→ WHAT YOU NEED TO DO
Copy every row below verbatim, with no changes.

**** RECORD EXTRACTS

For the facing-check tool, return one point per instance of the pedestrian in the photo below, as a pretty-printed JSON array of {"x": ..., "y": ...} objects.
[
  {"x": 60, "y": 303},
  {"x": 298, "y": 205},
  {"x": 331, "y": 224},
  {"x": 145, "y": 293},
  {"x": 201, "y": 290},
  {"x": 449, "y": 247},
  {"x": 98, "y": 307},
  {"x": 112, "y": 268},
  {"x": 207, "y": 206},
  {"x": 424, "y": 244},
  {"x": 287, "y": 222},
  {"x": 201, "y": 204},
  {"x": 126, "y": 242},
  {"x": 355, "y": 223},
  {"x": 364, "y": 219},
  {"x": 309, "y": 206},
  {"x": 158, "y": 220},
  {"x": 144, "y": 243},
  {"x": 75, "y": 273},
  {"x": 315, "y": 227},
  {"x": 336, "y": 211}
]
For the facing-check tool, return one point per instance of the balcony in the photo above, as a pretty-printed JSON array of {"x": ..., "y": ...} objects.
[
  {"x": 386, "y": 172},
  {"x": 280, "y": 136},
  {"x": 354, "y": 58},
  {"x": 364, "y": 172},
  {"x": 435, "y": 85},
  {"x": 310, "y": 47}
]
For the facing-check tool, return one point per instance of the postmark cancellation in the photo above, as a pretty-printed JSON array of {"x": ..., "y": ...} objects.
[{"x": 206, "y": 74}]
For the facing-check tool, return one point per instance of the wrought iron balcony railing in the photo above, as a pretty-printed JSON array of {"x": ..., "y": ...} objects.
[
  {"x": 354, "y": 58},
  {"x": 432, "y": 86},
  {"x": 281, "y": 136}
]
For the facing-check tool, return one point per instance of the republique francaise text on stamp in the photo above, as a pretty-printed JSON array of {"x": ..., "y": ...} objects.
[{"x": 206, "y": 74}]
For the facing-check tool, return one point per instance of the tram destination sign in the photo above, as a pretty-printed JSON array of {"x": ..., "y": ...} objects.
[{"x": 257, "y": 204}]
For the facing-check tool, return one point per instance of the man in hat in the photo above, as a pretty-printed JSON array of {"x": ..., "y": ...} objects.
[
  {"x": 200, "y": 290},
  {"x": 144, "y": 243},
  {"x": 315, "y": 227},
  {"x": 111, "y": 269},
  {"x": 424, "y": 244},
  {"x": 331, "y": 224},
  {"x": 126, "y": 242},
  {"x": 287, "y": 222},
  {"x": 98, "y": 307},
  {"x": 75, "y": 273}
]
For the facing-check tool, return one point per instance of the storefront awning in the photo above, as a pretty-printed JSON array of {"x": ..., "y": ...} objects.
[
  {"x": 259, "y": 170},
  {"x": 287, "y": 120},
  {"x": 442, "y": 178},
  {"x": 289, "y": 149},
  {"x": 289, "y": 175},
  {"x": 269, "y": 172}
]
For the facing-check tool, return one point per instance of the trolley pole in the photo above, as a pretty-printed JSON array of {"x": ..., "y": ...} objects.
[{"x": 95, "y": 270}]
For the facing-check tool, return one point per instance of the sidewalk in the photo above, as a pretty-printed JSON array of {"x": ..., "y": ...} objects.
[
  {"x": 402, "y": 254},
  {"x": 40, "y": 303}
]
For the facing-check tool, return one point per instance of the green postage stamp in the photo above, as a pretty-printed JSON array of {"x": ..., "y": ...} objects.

********

→ COMPLETE RESPONSE
For the facing-check tool, return one point per instance of the pedestrian in the photo below, as a pretty-printed JSON array of {"x": ..., "y": ...} objects.
[
  {"x": 60, "y": 303},
  {"x": 298, "y": 205},
  {"x": 331, "y": 224},
  {"x": 145, "y": 293},
  {"x": 201, "y": 290},
  {"x": 449, "y": 247},
  {"x": 98, "y": 307},
  {"x": 112, "y": 268},
  {"x": 207, "y": 206},
  {"x": 424, "y": 244},
  {"x": 287, "y": 222},
  {"x": 201, "y": 204},
  {"x": 126, "y": 242},
  {"x": 355, "y": 223},
  {"x": 364, "y": 219},
  {"x": 309, "y": 206},
  {"x": 158, "y": 220},
  {"x": 144, "y": 243},
  {"x": 75, "y": 273},
  {"x": 315, "y": 227},
  {"x": 336, "y": 211}
]
For the facing-check tool, return one point per instance of the balcony in the photo above, as a pretty-printed JSON array of {"x": ..., "y": ...} objects.
[
  {"x": 386, "y": 172},
  {"x": 280, "y": 136},
  {"x": 354, "y": 58},
  {"x": 364, "y": 172},
  {"x": 435, "y": 85},
  {"x": 310, "y": 47}
]
For the facing-check tool, return one point per instance of the postmark cancellation in the photo above, as a pretty-printed JSON array of {"x": ..., "y": ...} objects.
[{"x": 206, "y": 74}]
For the facing-check tool, return one point per instance of the wrought iron balcony railing in the photo above, as a pretty-printed JSON array of {"x": ..., "y": ...} objects.
[
  {"x": 354, "y": 58},
  {"x": 432, "y": 86},
  {"x": 281, "y": 136}
]
For the facing-check tool, return one point per instance of the republique francaise text on stamp in the photo above, as a pretty-printed JSON array of {"x": ..., "y": ...} objects.
[{"x": 206, "y": 74}]
For the facing-check tool, return one point per instance of the tram destination sign in the photo above, as a pretty-printed JSON array of {"x": ..., "y": ...} objects.
[{"x": 257, "y": 204}]
For the facing-check tool, return one point per instance of the man in hat in the photo above, as a pretty-printed JSON array of {"x": ..., "y": ...} objects.
[
  {"x": 200, "y": 290},
  {"x": 144, "y": 243},
  {"x": 315, "y": 227},
  {"x": 111, "y": 269},
  {"x": 424, "y": 244},
  {"x": 331, "y": 224},
  {"x": 126, "y": 242},
  {"x": 287, "y": 222},
  {"x": 98, "y": 307},
  {"x": 75, "y": 273}
]
For the facing-check tool, return one point per instance of the storefront awning in the photo above, as a pretty-printed JSON array of {"x": ..., "y": ...} objects.
[
  {"x": 259, "y": 170},
  {"x": 287, "y": 120},
  {"x": 442, "y": 178},
  {"x": 289, "y": 149},
  {"x": 289, "y": 175},
  {"x": 269, "y": 172}
]
For the facing-check tool, return one point per instance of the trolley pole in the photo above, as a pretty-printed JSON array of {"x": ..., "y": ...} objects.
[{"x": 95, "y": 270}]
For the facing-check tool, return one point per instance of the sidewalk in the photo above, as a pretty-printed JSON array of {"x": ..., "y": ...} objects.
[
  {"x": 402, "y": 254},
  {"x": 40, "y": 303}
]
For the facing-check tool, return one point per instance of the green postage stamp in the photo above, as a pretty-printed JSON array of {"x": ..., "y": ...} objects.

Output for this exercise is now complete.